### Stated task
Can you give all the records again without altering a single character?

---------- Input data ----------

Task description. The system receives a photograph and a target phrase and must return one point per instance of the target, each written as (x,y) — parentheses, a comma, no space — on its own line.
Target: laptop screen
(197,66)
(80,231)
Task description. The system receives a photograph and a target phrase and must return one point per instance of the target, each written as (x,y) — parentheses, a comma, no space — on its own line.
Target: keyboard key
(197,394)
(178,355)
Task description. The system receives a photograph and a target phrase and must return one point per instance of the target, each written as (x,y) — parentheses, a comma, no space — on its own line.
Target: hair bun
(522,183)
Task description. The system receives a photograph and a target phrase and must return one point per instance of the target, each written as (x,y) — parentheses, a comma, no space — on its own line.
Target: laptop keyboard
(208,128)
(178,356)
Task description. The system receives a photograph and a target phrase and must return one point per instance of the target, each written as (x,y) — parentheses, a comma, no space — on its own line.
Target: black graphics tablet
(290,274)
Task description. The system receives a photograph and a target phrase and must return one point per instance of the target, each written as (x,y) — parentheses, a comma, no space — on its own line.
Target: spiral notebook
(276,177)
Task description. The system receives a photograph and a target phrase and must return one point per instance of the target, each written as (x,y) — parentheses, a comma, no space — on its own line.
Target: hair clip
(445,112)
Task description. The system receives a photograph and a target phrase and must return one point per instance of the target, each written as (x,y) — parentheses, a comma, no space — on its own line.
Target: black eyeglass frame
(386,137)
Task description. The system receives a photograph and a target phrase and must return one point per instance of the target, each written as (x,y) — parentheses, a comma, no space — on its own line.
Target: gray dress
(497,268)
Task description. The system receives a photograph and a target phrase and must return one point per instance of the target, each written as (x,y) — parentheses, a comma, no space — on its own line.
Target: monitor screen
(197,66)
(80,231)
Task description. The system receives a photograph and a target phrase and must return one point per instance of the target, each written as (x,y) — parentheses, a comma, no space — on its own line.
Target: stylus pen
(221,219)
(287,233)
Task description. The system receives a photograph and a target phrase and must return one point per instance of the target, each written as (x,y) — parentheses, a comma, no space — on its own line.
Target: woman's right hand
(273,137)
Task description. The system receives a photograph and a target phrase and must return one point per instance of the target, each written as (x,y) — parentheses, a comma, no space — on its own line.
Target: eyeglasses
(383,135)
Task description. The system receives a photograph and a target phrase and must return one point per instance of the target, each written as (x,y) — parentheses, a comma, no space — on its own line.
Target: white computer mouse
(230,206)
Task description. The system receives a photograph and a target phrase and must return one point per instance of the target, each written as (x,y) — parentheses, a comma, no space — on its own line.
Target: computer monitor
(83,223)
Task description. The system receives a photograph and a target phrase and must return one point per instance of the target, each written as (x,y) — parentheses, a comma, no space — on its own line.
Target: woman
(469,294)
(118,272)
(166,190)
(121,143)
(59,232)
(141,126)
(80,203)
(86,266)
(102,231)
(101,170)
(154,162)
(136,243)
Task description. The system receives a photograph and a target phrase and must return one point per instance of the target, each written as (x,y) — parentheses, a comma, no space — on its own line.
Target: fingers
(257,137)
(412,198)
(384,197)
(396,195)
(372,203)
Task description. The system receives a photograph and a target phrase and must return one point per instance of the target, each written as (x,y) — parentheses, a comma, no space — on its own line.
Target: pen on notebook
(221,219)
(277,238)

----------

### The completed task
Task description. The system receives a photograph and a target phrase and must return one point per instance of the target, each written as (x,y) — parentheses, a comma, no space — on its own line.
Target: laptop screen
(197,66)
(80,231)
Task description. The system receives a photograph and a target phrase and must return one point per instance of the target, each written as (x,y) — parentheses, a comma, no space — on its own line.
Target: keyboard key
(197,394)
(178,355)
Task description. The system receives a photograph and a target phrase and must return one point per instance of the target, each written as (x,y) — parentheses, a comma, no space — on its own line.
Target: hair bun
(522,183)
Task description. The system receives a photograph and a target phrase and must return one point per instance of the target, each written as (x,y) — parentheses, a comma, no space — on its own line.
Target: laptop keyboard
(208,128)
(178,356)
Task description. The system receives a photograph and a target phrase and must return one point per instance of the target, each written as (x,y) — parentheses, a comma, no space — on its own line.
Target: black graphics tablet
(290,274)
Task description. The system receives a photograph and a target phrase and must return one point per instance of the target, each written as (x,y) — parentheses, a comma, no space — on its own line.
Target: spiral notebook
(276,177)
Task description. The system receives a photograph and a target phrase and must return one point per instance of the target, each written as (x,y) — parentheses, a comma, no space — on its own line.
Target: hair clip
(445,112)
Task description. The system receives a photograph and a target phrase and must return one point per instance of the target, each written as (x,y) — parentheses, a comma, no space — on its own line.
Target: black eyeglass frame
(386,137)
Task description. The system receives a photograph and a target phrase and must return one point per instance of the target, each written as (x,y) — parentheses, a comma, no space — on its own line.
Target: gray dress
(497,268)
Task description. The system receives a photograph and a target phrase and must return one point per instance of the target, each written as (x,y) — parentheses, a comma, no space — on its own line.
Target: monitor screen
(197,66)
(80,231)
Task description. The system receives a photograph and a target phrase and must return one point per instance of the target, each written as (x,y) — parentheses, a comma, no space — on its own line.
Target: stylus pen
(221,219)
(287,233)
Task description. The system receives a photograph and a target phrase and must return one point per instance of the target, each written as (x,y) — parentheses, a comma, no space — on its own line.
Target: woman's right hand
(273,137)
Task description. The system receives a photograph and a target phrase and must return one point per instance of the target, each written as (x,y) — parentheses, a comma, no space — on its own line.
Target: eyeglasses
(383,135)
Task description. The system receives a photograph and a target phrase and must return one point per instance of the target, each written as (x,y) — parentheses, a comma, no space — on its own line.
Target: white computer mouse
(230,206)
Task description. The system receives a photograph and a target phrase and must return one point per instance of the target, each written as (x,y) — parentheses, a comma, no space — on its own line.
Target: computer monitor
(83,223)
Task description. The system receives a photograph and a target phrase and must return one point per instance of the target, each written as (x,y) — parentheses, a comma, no space — on its own line.
Target: woman
(469,294)
(118,272)
(166,190)
(121,143)
(59,232)
(141,126)
(80,203)
(86,266)
(102,231)
(101,170)
(154,162)
(136,243)
Task description. The system receives a photograph and a target phrase and must return one point per instance of the target, each written as (x,y) — parentheses, a comma, no space — on its own line.
Target: fingers
(257,137)
(412,198)
(384,197)
(396,195)
(372,203)
Task description. The system receives a photograph and a target phrase and must return one point per instance of the target, each written as (x,y) — parentheses, a comma, no space — on its own line.
Target: pen on notebook
(221,219)
(277,238)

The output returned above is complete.